◆ Records for processing:
= = =
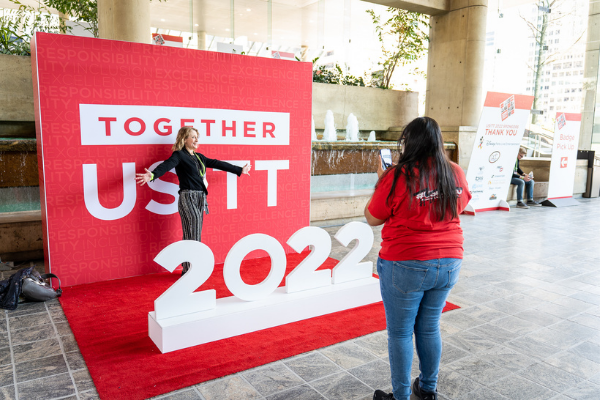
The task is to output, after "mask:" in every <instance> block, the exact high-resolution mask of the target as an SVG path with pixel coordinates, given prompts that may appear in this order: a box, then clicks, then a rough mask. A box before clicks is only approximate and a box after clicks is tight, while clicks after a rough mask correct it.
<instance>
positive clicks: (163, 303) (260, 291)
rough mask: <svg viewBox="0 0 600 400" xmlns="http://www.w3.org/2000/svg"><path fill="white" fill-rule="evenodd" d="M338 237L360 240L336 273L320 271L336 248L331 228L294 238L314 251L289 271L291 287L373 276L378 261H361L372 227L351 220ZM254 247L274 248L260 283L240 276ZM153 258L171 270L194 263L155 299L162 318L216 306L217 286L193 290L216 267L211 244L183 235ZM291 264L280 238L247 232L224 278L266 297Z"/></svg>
mask: <svg viewBox="0 0 600 400" xmlns="http://www.w3.org/2000/svg"><path fill="white" fill-rule="evenodd" d="M335 238H336V240H337V241H338V242H340V243H341V244H342V245H343V246H344V247H347V246H348V245H349V244H350V242H351V241H352V240H354V239H356V240H357V241H358V243H357V244H356V246H354V248H353V249H352V250H350V251H349V252H348V254H346V256H345V257H344V258H343V259H342V260H341V261H340V262H339V263H338V264H337V265H336V266H335V268H333V273H332V272H331V271H330V270H329V269H326V270H321V271H317V268H319V267H320V266H321V265H322V264H323V263H324V262H325V260H327V257H328V256H329V254H330V253H331V237H330V236H329V234H328V233H327V231H325V230H324V229H322V228H318V227H310V226H309V227H305V228H302V229H300V230H299V231H297V232H296V233H294V234H293V235H292V236H291V237H290V238H289V240H288V241H287V243H288V245H289V246H290V247H291V248H292V249H294V250H295V251H296V252H298V253H299V252H301V251H302V250H304V249H305V248H306V247H307V246H310V248H311V253H310V254H309V255H308V256H307V257H306V258H305V259H304V260H303V261H302V262H301V263H300V264H299V265H298V266H297V267H296V268H295V269H294V270H293V271H292V272H290V273H289V274H288V276H287V277H286V292H287V293H294V292H298V291H302V290H310V289H316V288H319V287H324V286H328V285H331V284H332V283H333V284H337V283H343V282H349V281H353V280H358V279H365V278H369V277H371V275H372V271H373V263H372V262H371V261H368V262H361V260H362V259H363V258H364V257H365V256H366V255H367V254H368V253H369V251H370V250H371V247H372V246H373V241H374V238H373V231H372V230H371V227H370V226H368V225H367V224H365V223H362V222H357V221H354V222H350V223H348V224H346V225H344V226H343V227H342V228H341V229H340V230H339V231H338V232H337V233H336V235H335ZM253 250H264V251H266V252H267V253H269V257H270V258H271V270H270V272H269V275H268V276H267V278H265V280H264V281H262V282H261V283H259V284H257V285H248V284H246V283H245V282H244V281H243V280H242V278H241V275H240V265H241V263H242V260H243V259H244V257H245V256H246V255H247V254H248V253H250V252H251V251H253ZM154 261H156V262H157V263H158V264H159V265H161V266H162V267H163V268H165V269H166V270H168V271H169V272H173V271H174V270H175V268H176V267H177V266H178V265H179V264H181V263H182V262H185V261H187V262H189V263H190V269H189V270H188V272H187V273H186V274H185V275H184V276H183V277H182V278H181V279H179V280H178V281H177V282H175V283H174V284H173V285H172V286H171V287H170V288H169V289H167V291H166V292H164V293H163V294H162V295H161V296H160V297H159V298H157V299H156V300H155V301H154V310H155V312H156V319H157V320H163V319H166V318H173V317H177V316H181V315H185V314H192V313H197V312H200V311H205V310H210V309H213V308H215V307H216V297H217V296H216V291H215V290H214V289H209V290H204V291H201V292H194V291H195V290H196V289H197V288H198V287H200V286H201V285H202V284H203V283H204V282H206V280H207V279H208V278H209V277H210V275H211V274H212V273H213V270H214V268H215V257H214V255H213V252H212V251H211V250H210V248H209V247H208V246H206V245H205V244H203V243H200V242H196V241H193V240H182V241H179V242H176V243H173V244H171V245H169V246H167V247H165V248H164V249H163V250H162V251H161V252H160V253H159V254H158V255H157V256H156V258H154ZM286 264H287V260H286V256H285V251H284V249H283V247H282V246H281V244H280V243H279V242H278V241H277V240H276V239H275V238H273V237H271V236H268V235H264V234H253V235H248V236H246V237H244V238H242V239H240V240H239V241H238V242H237V243H236V244H235V245H233V247H232V248H231V250H229V253H228V254H227V257H226V258H225V265H224V267H223V278H224V279H225V285H226V286H227V288H228V289H229V290H230V291H231V293H233V295H234V296H236V297H238V298H240V299H242V300H246V301H256V300H260V299H264V298H265V297H267V296H269V295H270V294H271V293H273V291H274V290H275V289H277V286H278V285H279V283H280V282H281V280H282V279H283V276H284V275H285V267H286Z"/></svg>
= = =
◆ Assigned task:
Every record above should come back exactly, but without its pictures.

◆ Answer to this exercise:
The task is to output, after "mask:" in every <instance> block, the exact high-resolution mask of the target as an SVG path with pixel coordinates, given prompts that may appear in this order: a box, then clicks, then a rough mask. A box before clicks is only approximate and a box after clicks is tight, while clicks after a rough mask correct it.
<instance>
positive clicks: (163, 303) (260, 291)
rough mask: <svg viewBox="0 0 600 400" xmlns="http://www.w3.org/2000/svg"><path fill="white" fill-rule="evenodd" d="M338 237L360 240L336 273L320 271L336 248L331 228L294 238L314 251L289 271L291 287L373 276L378 261H361L372 227L351 220ZM254 247L274 248L260 283L240 276ZM153 258L171 270L194 263L155 299L162 318L216 306L217 286L193 290L216 267L211 244L183 235ZM291 264L280 238L247 232L224 278L266 297Z"/></svg>
mask: <svg viewBox="0 0 600 400" xmlns="http://www.w3.org/2000/svg"><path fill="white" fill-rule="evenodd" d="M335 238H336V240H337V241H338V242H340V243H341V244H342V245H343V246H344V247H347V246H348V245H349V244H350V242H351V241H352V240H354V239H356V240H357V241H358V243H357V244H356V246H354V248H353V249H352V250H350V251H349V252H348V254H346V256H345V257H344V258H343V259H342V260H341V261H340V262H339V263H338V264H337V265H336V266H335V268H333V273H332V272H331V271H330V270H329V269H326V270H321V271H317V268H319V267H320V266H321V265H322V264H323V263H324V262H325V260H327V257H328V256H329V254H330V253H331V237H330V236H329V234H328V233H327V231H325V230H324V229H322V228H318V227H310V226H309V227H305V228H302V229H300V230H299V231H297V232H296V233H294V234H293V235H292V236H291V237H290V238H289V240H288V241H287V243H288V245H289V246H290V247H291V248H292V249H294V250H295V251H296V252H298V253H299V252H301V251H302V250H304V249H305V248H306V247H307V246H310V248H311V253H310V254H309V255H308V256H307V257H306V258H305V259H304V260H303V261H302V262H301V263H300V264H299V265H298V266H297V267H296V268H295V269H294V270H293V271H292V272H290V273H289V274H288V276H287V277H286V292H287V293H294V292H298V291H302V290H310V289H316V288H319V287H324V286H328V285H331V284H332V283H333V284H337V283H343V282H349V281H353V280H358V279H365V278H369V277H371V275H372V271H373V263H372V262H371V261H368V262H361V260H362V259H363V258H364V257H365V256H366V255H367V254H368V253H369V251H370V250H371V247H372V246H373V241H374V238H373V231H372V230H371V227H370V226H368V225H367V224H365V223H362V222H357V221H354V222H350V223H348V224H346V225H344V226H343V227H342V228H341V229H340V230H339V231H338V232H337V233H336V235H335ZM253 250H264V251H266V252H267V253H269V257H270V258H271V270H270V272H269V275H268V276H267V278H265V280H264V281H262V282H261V283H259V284H257V285H248V284H246V283H245V282H244V281H243V280H242V278H241V275H240V265H241V263H242V260H243V259H244V257H245V256H246V255H247V254H248V253H250V252H251V251H253ZM154 261H156V262H157V263H158V264H159V265H161V266H162V267H163V268H165V269H166V270H168V271H169V272H173V271H174V270H175V268H176V267H177V266H178V265H179V264H181V263H182V262H185V261H187V262H189V263H190V269H189V270H188V272H187V273H186V274H185V275H184V276H183V277H182V278H181V279H179V280H178V281H177V282H175V283H174V284H173V285H172V286H171V287H170V288H169V289H167V291H166V292H164V293H163V294H162V295H161V296H160V297H159V298H157V299H156V300H155V301H154V310H155V312H156V319H157V320H163V319H166V318H173V317H177V316H181V315H185V314H192V313H197V312H200V311H205V310H210V309H213V308H215V307H216V297H217V296H216V291H215V290H214V289H209V290H204V291H201V292H194V291H195V290H196V289H197V288H198V287H200V286H201V285H202V284H203V283H204V282H206V280H207V279H208V278H209V277H210V275H211V274H212V273H213V270H214V268H215V257H214V255H213V252H212V251H211V250H210V248H209V247H208V246H206V245H205V244H203V243H200V242H196V241H193V240H182V241H179V242H176V243H173V244H171V245H169V246H167V247H165V248H164V249H163V250H162V251H161V252H160V253H159V254H158V255H157V256H156V258H154ZM286 264H287V260H286V256H285V251H284V249H283V247H282V246H281V244H280V243H279V242H278V241H277V240H276V239H275V238H273V237H271V236H268V235H264V234H253V235H248V236H246V237H244V238H242V239H240V240H239V241H238V242H237V243H236V244H235V245H233V247H232V248H231V250H229V253H228V254H227V257H226V258H225V265H224V267H223V278H224V279H225V285H226V286H227V288H228V289H229V290H230V291H231V293H233V295H234V296H236V297H238V298H240V299H242V300H246V301H256V300H260V299H264V298H265V297H267V296H269V295H270V294H271V293H273V291H274V290H275V289H277V286H278V285H279V283H280V282H281V280H282V279H283V276H284V275H285V267H286Z"/></svg>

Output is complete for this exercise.